_WRITTEN TASK_: Starting with the line that contains "Objective — a point for each instance of the white snow", copy every line through the end of the data below, exactly and with nothing added.

_STORED ROWS_:
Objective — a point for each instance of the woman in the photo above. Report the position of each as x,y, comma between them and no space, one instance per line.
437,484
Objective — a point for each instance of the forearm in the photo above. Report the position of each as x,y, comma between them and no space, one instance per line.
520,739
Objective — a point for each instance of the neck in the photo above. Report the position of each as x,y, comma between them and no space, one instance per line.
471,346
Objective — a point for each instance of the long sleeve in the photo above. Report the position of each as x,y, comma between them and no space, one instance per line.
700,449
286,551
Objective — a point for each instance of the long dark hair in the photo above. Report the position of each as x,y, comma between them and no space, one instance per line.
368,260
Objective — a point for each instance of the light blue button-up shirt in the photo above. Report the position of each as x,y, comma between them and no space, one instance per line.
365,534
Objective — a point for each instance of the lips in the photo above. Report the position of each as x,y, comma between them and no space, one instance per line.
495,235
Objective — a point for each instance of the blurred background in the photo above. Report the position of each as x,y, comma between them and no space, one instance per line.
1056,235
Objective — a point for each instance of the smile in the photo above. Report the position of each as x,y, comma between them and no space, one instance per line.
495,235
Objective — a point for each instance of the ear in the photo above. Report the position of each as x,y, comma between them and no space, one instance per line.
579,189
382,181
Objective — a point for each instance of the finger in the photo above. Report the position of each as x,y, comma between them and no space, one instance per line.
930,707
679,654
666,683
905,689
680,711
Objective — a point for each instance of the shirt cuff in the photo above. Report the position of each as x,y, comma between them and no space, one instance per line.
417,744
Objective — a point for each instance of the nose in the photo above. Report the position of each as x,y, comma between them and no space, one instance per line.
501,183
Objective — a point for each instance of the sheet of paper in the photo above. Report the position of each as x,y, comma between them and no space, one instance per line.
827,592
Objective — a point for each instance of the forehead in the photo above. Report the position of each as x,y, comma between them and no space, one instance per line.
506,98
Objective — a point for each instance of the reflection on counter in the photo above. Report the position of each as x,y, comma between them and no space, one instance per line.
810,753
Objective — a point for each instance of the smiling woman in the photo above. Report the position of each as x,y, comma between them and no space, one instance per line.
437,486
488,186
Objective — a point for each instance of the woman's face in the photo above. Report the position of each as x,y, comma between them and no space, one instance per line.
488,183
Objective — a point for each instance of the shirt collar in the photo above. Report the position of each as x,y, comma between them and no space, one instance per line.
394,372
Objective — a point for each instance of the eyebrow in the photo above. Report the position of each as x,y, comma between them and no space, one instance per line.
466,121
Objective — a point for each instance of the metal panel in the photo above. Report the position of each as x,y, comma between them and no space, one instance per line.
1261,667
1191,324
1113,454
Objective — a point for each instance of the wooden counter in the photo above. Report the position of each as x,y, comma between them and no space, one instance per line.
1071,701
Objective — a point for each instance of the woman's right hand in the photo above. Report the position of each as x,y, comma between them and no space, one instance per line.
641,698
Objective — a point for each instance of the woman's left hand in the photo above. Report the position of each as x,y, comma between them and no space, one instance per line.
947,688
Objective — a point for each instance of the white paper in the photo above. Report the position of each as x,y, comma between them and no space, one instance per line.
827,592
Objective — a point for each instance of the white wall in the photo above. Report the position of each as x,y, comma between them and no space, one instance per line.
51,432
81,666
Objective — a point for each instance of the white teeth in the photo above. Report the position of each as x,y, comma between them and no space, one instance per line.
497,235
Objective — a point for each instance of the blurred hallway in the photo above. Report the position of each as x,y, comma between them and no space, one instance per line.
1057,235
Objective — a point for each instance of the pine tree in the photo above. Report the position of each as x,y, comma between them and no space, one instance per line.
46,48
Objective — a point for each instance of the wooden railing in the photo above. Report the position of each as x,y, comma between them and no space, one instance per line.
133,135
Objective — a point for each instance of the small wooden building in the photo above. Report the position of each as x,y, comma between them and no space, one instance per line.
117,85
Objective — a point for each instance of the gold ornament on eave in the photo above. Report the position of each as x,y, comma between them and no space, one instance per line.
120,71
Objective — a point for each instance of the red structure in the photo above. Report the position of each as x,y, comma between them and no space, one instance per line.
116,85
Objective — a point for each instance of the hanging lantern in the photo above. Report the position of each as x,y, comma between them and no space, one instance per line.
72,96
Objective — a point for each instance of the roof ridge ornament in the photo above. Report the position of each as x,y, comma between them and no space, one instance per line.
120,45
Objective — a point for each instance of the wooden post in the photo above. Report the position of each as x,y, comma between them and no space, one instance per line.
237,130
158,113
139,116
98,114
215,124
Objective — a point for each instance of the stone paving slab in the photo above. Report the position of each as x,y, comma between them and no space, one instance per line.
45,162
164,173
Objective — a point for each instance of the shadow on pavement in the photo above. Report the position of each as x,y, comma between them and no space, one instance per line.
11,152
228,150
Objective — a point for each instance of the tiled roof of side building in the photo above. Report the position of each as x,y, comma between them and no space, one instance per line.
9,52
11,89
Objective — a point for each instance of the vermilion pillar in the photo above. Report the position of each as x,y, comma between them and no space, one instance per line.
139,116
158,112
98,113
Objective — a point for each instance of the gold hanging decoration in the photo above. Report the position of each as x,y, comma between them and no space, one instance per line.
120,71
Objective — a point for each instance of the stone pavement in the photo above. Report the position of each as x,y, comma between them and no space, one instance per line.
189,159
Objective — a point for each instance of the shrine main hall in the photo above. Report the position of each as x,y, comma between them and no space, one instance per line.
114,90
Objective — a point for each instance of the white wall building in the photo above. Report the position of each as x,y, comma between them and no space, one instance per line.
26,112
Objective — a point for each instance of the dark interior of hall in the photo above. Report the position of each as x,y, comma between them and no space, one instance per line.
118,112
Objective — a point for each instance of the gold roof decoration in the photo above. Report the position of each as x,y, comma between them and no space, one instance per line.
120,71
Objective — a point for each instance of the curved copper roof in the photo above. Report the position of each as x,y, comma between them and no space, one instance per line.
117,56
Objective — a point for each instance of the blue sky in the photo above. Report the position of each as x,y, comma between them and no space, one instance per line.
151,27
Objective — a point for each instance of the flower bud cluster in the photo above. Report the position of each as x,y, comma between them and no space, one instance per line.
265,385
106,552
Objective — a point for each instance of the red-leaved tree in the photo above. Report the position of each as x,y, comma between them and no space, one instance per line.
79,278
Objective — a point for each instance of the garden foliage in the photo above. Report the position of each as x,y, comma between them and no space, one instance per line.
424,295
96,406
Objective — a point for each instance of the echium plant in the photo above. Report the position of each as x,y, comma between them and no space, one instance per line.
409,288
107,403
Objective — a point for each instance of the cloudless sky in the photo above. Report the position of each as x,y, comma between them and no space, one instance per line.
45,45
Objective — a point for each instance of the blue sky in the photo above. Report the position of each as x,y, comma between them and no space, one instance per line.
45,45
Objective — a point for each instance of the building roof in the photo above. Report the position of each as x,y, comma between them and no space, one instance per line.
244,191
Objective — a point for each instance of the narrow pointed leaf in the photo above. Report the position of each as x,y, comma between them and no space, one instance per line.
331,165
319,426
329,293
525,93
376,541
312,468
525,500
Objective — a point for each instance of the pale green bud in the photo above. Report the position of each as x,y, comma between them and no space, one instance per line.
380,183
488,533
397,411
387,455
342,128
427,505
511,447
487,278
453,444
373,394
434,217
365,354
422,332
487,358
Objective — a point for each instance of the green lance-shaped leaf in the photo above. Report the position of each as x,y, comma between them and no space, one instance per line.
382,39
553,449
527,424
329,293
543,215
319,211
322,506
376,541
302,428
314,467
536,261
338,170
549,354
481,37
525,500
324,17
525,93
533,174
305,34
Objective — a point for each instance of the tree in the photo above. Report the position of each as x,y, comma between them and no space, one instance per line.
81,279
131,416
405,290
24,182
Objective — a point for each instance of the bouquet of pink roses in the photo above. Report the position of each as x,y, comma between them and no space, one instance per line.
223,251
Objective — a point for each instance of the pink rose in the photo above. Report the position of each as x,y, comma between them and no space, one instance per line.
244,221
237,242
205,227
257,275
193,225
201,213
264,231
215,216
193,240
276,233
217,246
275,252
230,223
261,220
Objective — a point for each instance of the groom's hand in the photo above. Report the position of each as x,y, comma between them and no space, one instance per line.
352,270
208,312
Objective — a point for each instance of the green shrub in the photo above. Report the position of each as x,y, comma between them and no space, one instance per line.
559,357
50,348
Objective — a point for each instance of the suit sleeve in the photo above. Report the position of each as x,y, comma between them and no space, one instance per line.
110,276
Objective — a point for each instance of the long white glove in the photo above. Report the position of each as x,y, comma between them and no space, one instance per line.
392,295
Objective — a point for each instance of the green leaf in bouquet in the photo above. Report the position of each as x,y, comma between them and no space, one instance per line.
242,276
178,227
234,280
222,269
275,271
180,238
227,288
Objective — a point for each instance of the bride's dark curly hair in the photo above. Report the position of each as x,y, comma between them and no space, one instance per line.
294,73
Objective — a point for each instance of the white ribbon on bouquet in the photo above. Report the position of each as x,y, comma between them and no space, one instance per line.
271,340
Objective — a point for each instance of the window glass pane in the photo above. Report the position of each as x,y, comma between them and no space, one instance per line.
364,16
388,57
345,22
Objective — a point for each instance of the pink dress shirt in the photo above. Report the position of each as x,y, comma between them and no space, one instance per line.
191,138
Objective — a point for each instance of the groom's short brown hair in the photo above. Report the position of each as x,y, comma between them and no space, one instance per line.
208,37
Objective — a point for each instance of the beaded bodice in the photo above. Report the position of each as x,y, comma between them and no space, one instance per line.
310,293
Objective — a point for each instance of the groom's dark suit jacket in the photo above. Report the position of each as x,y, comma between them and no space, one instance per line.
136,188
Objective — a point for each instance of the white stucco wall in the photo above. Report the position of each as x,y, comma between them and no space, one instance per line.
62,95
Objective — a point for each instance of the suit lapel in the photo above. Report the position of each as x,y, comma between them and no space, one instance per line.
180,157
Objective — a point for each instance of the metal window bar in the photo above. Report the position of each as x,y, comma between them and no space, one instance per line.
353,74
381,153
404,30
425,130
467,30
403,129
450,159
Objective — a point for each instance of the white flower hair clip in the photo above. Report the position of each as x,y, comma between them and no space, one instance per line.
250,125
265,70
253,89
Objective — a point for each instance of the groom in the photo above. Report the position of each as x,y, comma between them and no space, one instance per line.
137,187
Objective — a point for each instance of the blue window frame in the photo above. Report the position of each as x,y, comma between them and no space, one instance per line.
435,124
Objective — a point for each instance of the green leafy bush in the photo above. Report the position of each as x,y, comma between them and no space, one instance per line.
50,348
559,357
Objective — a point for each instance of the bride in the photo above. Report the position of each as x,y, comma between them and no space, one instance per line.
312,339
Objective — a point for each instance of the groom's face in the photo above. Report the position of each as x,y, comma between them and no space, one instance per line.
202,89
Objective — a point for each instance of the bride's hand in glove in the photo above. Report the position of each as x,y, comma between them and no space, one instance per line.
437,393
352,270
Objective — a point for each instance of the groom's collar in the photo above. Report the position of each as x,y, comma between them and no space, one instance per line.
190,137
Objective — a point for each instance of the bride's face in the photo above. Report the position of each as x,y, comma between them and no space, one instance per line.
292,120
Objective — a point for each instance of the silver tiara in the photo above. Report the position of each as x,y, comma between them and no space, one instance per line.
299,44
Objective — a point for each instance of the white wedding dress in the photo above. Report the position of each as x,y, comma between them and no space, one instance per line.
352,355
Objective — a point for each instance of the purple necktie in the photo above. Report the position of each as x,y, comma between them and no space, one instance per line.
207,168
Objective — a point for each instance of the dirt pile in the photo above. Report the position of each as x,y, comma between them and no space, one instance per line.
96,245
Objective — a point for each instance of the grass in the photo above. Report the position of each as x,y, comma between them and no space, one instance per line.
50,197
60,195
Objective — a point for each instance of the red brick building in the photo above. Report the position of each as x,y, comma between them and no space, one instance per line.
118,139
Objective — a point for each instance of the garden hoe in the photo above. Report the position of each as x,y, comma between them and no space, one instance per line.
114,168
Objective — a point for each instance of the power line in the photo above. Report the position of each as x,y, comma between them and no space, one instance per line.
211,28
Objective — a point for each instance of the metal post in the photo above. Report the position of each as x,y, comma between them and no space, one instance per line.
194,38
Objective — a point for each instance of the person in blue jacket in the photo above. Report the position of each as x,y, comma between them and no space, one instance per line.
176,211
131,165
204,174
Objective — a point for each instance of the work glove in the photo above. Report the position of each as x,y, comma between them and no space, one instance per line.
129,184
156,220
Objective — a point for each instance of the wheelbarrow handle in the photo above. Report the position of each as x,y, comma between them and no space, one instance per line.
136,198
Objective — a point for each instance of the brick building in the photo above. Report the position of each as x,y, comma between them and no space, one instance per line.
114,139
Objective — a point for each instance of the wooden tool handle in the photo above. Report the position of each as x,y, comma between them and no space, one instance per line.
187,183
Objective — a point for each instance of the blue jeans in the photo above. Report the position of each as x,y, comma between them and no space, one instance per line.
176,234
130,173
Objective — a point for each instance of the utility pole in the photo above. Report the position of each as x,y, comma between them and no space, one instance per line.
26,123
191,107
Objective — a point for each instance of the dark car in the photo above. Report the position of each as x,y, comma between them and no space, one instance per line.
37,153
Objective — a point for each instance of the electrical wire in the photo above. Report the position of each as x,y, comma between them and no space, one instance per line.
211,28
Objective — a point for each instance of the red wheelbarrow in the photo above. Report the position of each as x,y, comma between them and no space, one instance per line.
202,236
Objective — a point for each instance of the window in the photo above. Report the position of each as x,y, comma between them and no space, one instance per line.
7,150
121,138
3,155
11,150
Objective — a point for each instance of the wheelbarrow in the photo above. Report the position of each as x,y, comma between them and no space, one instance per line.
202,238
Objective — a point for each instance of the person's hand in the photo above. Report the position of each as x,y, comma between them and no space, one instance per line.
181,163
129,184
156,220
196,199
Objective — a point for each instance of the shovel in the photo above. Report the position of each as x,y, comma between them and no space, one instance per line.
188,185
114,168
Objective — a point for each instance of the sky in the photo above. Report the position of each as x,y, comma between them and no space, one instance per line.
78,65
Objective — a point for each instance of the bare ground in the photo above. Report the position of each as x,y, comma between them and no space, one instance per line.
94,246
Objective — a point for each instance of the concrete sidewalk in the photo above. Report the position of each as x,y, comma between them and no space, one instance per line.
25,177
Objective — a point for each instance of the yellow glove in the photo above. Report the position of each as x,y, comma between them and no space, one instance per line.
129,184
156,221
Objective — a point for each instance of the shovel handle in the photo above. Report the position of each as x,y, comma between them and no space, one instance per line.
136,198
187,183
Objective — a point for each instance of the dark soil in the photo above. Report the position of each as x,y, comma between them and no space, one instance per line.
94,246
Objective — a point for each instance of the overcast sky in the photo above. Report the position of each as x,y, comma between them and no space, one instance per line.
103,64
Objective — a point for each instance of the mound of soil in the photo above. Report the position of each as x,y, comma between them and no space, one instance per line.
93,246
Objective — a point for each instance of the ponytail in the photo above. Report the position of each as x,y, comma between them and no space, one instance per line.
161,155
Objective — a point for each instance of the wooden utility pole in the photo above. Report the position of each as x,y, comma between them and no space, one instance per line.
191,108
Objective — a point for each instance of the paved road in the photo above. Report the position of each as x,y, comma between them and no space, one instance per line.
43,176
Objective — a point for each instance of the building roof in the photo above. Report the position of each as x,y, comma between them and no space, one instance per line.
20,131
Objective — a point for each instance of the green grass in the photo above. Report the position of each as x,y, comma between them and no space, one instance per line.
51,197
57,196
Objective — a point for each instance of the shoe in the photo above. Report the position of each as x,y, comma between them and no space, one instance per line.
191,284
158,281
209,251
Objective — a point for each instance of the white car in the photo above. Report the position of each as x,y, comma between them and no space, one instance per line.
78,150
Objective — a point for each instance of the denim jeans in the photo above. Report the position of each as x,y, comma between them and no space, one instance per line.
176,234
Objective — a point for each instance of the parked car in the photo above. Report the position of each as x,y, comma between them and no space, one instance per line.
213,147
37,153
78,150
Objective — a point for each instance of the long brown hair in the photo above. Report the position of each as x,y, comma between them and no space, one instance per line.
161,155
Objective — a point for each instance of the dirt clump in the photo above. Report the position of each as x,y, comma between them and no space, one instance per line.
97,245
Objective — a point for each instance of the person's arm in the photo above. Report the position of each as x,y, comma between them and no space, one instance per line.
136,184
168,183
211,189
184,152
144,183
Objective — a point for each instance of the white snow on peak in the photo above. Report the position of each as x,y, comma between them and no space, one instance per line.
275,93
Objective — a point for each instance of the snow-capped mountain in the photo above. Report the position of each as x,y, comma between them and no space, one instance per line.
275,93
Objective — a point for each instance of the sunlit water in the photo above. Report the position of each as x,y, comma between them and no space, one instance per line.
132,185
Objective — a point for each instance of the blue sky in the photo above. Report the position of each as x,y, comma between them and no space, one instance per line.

_ANSWER TO THIS TASK_:
Objective — a point for each instance of the white snow on peak in the photo above. Report the position of each as x,y, comma between them and no space, one instance per line.
275,93
Objective — a point for each instance of the snow-capped mountain in the photo above. Report the position of each as x,y, comma between them and no space, one instance per line.
275,93
Objective — a point for each instance of the sunlit water in the photo above. Report the position of each as x,y, comma between them and no space, one instance per line.
132,185
Objective — a point for each instance of the blue sky in the photo above. Report the position of each as x,y, comma between them and no space, one instance per line.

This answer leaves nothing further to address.